● EXERCISE REQUIREMENTS:
Please restate every record below word for word and skip the pictures.

● MATERIAL FOR THE TASK:

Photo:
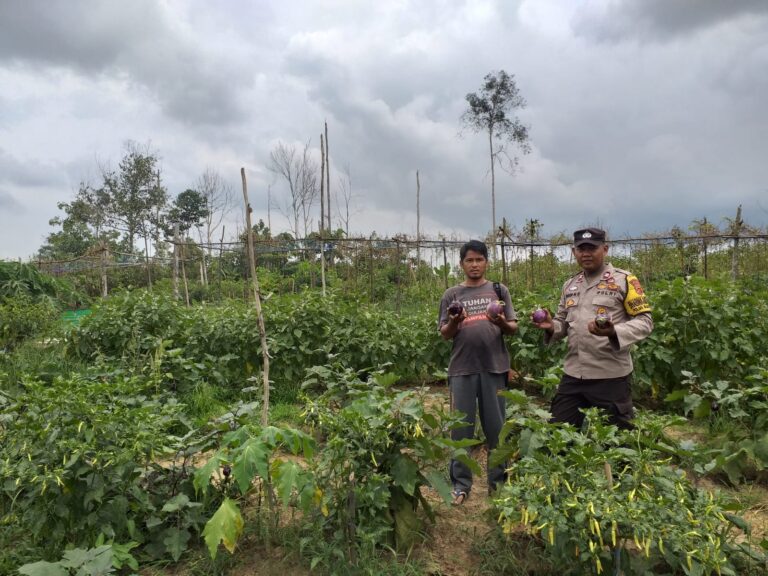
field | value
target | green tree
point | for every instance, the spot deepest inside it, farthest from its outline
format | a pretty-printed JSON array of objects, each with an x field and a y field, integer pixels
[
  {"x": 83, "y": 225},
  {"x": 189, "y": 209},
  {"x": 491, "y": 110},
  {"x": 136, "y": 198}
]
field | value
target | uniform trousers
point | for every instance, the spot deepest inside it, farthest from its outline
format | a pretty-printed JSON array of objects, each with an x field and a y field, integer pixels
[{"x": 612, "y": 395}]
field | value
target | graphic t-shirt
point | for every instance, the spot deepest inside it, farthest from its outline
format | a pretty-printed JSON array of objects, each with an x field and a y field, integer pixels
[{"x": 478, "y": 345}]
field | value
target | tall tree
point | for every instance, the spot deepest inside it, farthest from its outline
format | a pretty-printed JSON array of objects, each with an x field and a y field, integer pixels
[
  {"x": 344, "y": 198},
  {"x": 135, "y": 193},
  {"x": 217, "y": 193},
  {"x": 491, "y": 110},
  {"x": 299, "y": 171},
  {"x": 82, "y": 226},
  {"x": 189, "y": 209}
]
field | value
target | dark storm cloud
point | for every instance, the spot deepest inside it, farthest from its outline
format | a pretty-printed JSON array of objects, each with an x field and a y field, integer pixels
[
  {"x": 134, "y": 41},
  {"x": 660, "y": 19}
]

● RESPONSE TO THE TASK:
Photo:
field | value
target | green tree
point | for every instance, the spot deepest inside it, farthest from its outline
format | a pretty-printed JSON array of objects, each with an x field and a y field, integer pixels
[
  {"x": 83, "y": 225},
  {"x": 189, "y": 209},
  {"x": 491, "y": 110},
  {"x": 136, "y": 198}
]
field | value
target | uniform trousers
point | for every instance, the spot deepest inside it, farthest from its outline
format | a pretty-printed JSON array of objects, each with an x field and a y field, integer pixels
[{"x": 612, "y": 395}]
field | value
target | graphic t-shirt
point | for every instance, the spot deepest inside it, farthest from its outline
format | a pretty-printed JSON array of objects, each with an x field and a y field, integer pixels
[{"x": 478, "y": 345}]
field | value
target | tall tree
point | for every instance, the spot deepest inside it, farthest from its outline
format | a pretty-printed JSON array of objects, each with an x field and a y field, integer pixels
[
  {"x": 344, "y": 198},
  {"x": 135, "y": 193},
  {"x": 217, "y": 193},
  {"x": 491, "y": 110},
  {"x": 299, "y": 171},
  {"x": 82, "y": 226},
  {"x": 189, "y": 209}
]
field | value
target | dark storm cloud
point | for every instance, the spot deepest inside it, farthest from its outline
format | a pretty-printed JSON array of objects, each with an x field and a y field, integer pixels
[
  {"x": 134, "y": 41},
  {"x": 660, "y": 19}
]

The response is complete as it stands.